▶ **AUFGABEN**
1. Welche drei Bedingungen gelten laut dem Text zur Einwilligung in medizinische Behandlungen in der Regel für eine gültige Einwilligung?
2. Führen Sie den Text zur Einwilligung in medizinische Behandlungen nach seinem letzten Satz weiter.

### AUSGANGSTEXT

Die Einwilligung durch Patient*innen ist für medizinische Behandlungen also unabdingbar. Wird gegen den Willen der Patient*innen gehandelt stellt dies rechtlich eine Körperverletzung dar. Das klingt vielleicht drastisch, aber stellen Sie sich vor, jemand Wildfremdes schneidet Ihnen mit einem Messer in den Bauch. Das ist ohne Zweifel eine Körperverletzung. Jetzt stellen Sie sich vor, Sie werden krank und müssen operiert werden. Für diese OP müssen Ärzt*innen Ihnen ebenfalls in den Bauch schneiden. Allerdings scheint dies keine Körperverletzung zu sein. Woher kommt also dieser riesige Unterschied? Eine verbreitete Antwort ist, dass Ihre Einwilligung eine moralisch verbotene Handlung in eine moralisch zulässige Handlung verwandeln kann. In der Philosophie spricht man davon, dass Ihre Einwilligung moralisch transformativ ist.

Nur gültige Einwilligung zählt!

Aber hat jede Einwilligung eine solche transformative Kraft? Nein, denn nicht jede Einwilligung ist auch eine sogenannte gültige Einwilligung. Nur eine gültige Einwilligung ist moralisch transformativ. Dafür gibt es in der Regel drei Bedingungen: Eine Person muss freiwillig einwilligen, ausreichend über die Handlung informiert sein und ausreichend entscheidungskompetent sein. Was bedeutet das für die Einwilligung in medizinische Behandlungen? Wenn eine Person durch Angehörige, die behandelnden Ärzt*innen oder ihr Umfeld unter Druck gesetzt wird, willigt sie unter Zwang ein. Da die Entscheidung nicht ihrem eigenen Willen entspricht, ist die Einwilligung in diesen Fällen nicht gültig.

Auch wenn eine Person im Vorhinein nicht ausreichend über eine anstehende Behandlung aufgeklärt wird, ist ihre Einwilligung nicht gültig. Ärzt*innen müssen also sicherstellen, dass die Person wirklich verstanden hat, warum die Behandlung durchgeführt werden sollte, was bei der Behandlung passiert, welche Risiken diese aufweist und welche Alternativen es gibt.

Außerdem muss eine einwilligende Person in der Lage seine eigenen Entscheidungen zu treffen. Das bedeutet, dass sie vorausschauend versteht, welche Konsequenzen diese Entscheidung für oder gegen eine Behandlung für ihr weiteres Leben haben wird. Diese Entscheidungskompetenz muss zum Beispiel bei Kindern aber auch bei Menschen mit psychischen Beeinträchtigungen im Vorhinein geprüft werden. Liegt diese Fähigkeit nicht vor, kann jemand stellvertretend für sie einwilligen und in ihrem Sinne entscheiden.

######
### DATENAUSZÜGE

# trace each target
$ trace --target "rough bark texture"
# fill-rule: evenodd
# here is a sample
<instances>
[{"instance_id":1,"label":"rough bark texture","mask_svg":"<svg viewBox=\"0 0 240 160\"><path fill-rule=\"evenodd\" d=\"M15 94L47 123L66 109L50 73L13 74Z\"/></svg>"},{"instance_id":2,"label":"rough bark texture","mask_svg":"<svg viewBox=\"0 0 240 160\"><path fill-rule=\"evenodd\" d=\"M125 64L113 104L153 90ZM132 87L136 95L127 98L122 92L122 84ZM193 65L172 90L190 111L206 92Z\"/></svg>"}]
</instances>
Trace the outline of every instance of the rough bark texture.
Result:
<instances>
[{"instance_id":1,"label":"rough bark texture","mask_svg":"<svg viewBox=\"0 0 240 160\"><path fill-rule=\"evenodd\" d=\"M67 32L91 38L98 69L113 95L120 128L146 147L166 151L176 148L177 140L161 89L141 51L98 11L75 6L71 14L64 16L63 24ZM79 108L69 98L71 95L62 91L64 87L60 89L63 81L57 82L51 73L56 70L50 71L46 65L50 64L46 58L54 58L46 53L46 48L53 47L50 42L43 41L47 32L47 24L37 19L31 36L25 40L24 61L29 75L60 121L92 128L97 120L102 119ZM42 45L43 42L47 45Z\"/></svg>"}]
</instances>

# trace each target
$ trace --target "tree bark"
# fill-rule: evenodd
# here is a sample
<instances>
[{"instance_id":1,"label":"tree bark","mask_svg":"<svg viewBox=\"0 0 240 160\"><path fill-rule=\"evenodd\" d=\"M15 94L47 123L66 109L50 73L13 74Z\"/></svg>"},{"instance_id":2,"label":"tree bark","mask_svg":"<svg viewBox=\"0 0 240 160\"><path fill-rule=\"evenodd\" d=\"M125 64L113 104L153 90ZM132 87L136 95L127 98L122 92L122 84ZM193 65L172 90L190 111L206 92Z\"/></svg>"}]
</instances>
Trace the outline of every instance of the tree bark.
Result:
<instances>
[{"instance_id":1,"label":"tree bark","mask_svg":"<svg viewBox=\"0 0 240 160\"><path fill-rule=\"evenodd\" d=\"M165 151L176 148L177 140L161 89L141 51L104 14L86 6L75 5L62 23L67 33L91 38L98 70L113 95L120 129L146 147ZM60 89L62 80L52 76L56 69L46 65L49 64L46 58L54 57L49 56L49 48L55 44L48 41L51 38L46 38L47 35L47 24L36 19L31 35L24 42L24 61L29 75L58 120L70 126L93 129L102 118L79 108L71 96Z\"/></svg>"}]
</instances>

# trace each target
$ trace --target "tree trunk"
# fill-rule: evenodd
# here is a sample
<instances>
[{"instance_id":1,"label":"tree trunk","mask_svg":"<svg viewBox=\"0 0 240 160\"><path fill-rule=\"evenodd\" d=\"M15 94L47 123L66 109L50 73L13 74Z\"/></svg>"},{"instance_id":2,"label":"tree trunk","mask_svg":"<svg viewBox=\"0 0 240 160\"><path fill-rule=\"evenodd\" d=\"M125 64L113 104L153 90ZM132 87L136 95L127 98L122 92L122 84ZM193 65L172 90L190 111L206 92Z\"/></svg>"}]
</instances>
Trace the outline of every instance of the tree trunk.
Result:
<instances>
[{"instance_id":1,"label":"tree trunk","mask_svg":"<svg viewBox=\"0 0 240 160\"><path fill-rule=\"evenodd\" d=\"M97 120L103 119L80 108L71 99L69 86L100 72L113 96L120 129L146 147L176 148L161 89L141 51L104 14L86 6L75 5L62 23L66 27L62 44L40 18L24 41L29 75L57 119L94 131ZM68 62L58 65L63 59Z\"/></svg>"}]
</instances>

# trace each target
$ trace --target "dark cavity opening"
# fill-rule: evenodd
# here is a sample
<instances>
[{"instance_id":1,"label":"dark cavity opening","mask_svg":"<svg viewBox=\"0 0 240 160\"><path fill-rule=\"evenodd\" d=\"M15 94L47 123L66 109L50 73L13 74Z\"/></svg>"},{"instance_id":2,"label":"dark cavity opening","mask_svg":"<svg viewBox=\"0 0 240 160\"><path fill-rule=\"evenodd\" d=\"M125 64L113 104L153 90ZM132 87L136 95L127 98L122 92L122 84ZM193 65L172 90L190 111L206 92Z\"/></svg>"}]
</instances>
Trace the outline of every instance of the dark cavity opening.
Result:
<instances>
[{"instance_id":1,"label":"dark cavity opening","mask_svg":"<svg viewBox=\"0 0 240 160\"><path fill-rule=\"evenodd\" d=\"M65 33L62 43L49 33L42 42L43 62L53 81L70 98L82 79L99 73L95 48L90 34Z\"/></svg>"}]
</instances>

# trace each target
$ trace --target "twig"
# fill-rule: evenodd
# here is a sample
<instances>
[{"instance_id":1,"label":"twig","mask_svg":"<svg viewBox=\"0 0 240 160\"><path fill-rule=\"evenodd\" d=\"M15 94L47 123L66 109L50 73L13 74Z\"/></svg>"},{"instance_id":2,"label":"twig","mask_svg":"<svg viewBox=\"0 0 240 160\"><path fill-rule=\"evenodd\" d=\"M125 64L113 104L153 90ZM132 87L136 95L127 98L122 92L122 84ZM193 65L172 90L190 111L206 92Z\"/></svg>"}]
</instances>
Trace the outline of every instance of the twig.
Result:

######

▶ **LÖSUNGEN JE AUFGABE**
1. Die Person muss freiwillig einwilligen, ausreichend über die Handlung informiert sein und ausreichend entscheidungskompetent sein.

2.
Einwilligung weiterhin nicht immer handlungsweisend

Im Fall von David Glass hat dies seine Mutter für ihn übernommen, da er durch seinen gesundheitlichen Zustand und seine Beeinträchtigung nicht in der Lage war selbst zu entscheiden. In den meisten Fällen, in denen eine stellvertretende Einwilligung notwendig ist, wird diese von bevollmächtigten Personen getroffen oder von gerichtlich bestimmten Betreuer*innen. Bei Minderjährigen sind die nächsten Angehörigen automatisch bevollmächtigt. Anthony Wrigley beschäftigt sich in seinem Aufsatz "Consent for Others" ausführlich mit dem Konzept der stellvertretenden Einwilligung.

Davids Mutter willigte also nicht in den Vorschlag der Ärzt*innen ein, David nicht wiederzubeleben und ausschließlich seine Schmerzen zu lindern. Das Handeln der Ärzt*innen entgegen ihrem und somit Davids Willen war demnach moralisch falsch und, wie der europäische Gerichtshof entschied, eine Verletzung ihrer Menschenrechte. Diese Haltung zu Gunsten des Patient*innenwillen ist heute in den meisten medizinischen Einrichtungen angekommen, auch wenn ein Blick in die Medien zeigt, dass dies noch nicht überall der Fall ist.

Quellen

Europarat (2004) Kampf einer Mutter um das Leben ihres Kindes führt zu besseren Leitlinien zur elterlichen Einwilligung in Behandlung [https://www.coe.int/de/web/impact-convention-human-rights/-/a-mother-s-fight-for-her-child-s-life-leads-to-better-guidance-on-parental-consent-to-treatment, 09.01.2023, 11:47]

Bullock, Emma C. (2018) Valid Consent, in: Müller, Andreas/Schaber, Peter (Hg.) The Routledge Handbook of the Ethics of Consent, London/New York: Routledge, S. 85 – 94.

Simon, Alfred (2022) Patientenautonomie und informed consent, in: Marckmann, Georg (Hrsg.) Praxisbuch Ethik in der Medizin, 2., aktualisierte und erweitere Auflage, S. 71 – 78.

Wrigley, Anthony (2018) Consent for Others, in: Müller, Andreas/Schaber, Peter (Hg.) The Routledge Handbook of the Ethics of Consent, London/New York: Routledge, S. 322 – 333.